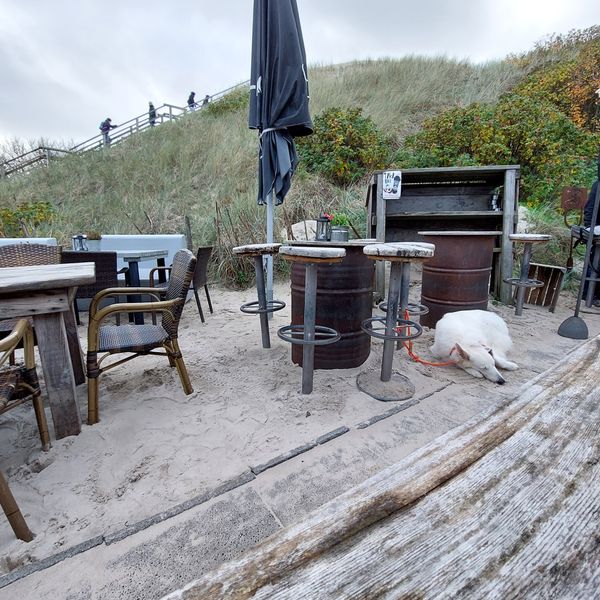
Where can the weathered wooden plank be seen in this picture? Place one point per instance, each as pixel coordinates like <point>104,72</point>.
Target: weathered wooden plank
<point>18,305</point>
<point>40,277</point>
<point>505,506</point>
<point>58,373</point>
<point>509,209</point>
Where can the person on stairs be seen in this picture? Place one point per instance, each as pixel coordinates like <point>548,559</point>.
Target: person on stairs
<point>105,128</point>
<point>151,114</point>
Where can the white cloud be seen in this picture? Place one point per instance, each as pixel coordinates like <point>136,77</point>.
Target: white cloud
<point>66,65</point>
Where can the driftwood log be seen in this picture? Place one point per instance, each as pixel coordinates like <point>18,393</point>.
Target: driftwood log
<point>505,506</point>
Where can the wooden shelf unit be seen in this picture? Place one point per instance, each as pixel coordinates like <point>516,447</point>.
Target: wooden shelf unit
<point>449,199</point>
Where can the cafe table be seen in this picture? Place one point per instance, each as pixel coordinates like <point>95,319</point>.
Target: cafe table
<point>133,258</point>
<point>344,301</point>
<point>46,293</point>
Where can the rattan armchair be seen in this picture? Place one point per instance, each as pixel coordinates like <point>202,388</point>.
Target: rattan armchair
<point>200,279</point>
<point>19,384</point>
<point>139,340</point>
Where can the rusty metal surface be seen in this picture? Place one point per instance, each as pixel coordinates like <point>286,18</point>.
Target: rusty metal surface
<point>458,276</point>
<point>344,301</point>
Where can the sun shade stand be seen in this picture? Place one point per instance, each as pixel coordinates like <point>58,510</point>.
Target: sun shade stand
<point>309,334</point>
<point>263,306</point>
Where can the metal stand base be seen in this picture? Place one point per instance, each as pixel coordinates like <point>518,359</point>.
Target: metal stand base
<point>397,388</point>
<point>574,328</point>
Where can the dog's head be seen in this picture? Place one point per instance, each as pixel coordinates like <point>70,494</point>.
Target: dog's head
<point>479,358</point>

# [Action item]
Among the records above, find the lines where the word "seen" appears and copy them.

# [Result of the exercise]
Where can the weathered wooden plank be seen in this picture? Place one point per instance, each as pixel coordinates like <point>104,72</point>.
Where can the person on stairs be seen in this picture? Place one point per instance, each as pixel coordinates like <point>548,559</point>.
Where can the white cloud be seen in this picture? Place one point per instance, each as pixel coordinates like <point>136,77</point>.
Where can the driftwood log be seen in this picture? Place one point per instance, each as pixel coordinates like <point>18,393</point>.
Where can the wooden shelf unit be seen in this picture? Place one point per instance, each as pixel coordinates like <point>516,447</point>.
Where can the cafe table be seen in this picture? Place one point per instance, each as pixel coordinates like <point>95,319</point>.
Where can the rattan armchair be seen in this picture? Place one point per instance, each as pixel coordinates like <point>202,388</point>.
Where can the rusty metal surface be seen in this picture? Place one point per instance, each as pixel coordinates like <point>286,18</point>.
Where can the sun shade stand be seen in this picture? Place one point per instance, each as pixel coordinates like <point>58,510</point>.
Where can the metal stand base be seen in this picture? Place one point per instance, each as pixel coordinates like <point>518,359</point>.
Where can the dog's head be seen in this picture? Place one point per instance, each as pixel coordinates like <point>70,494</point>.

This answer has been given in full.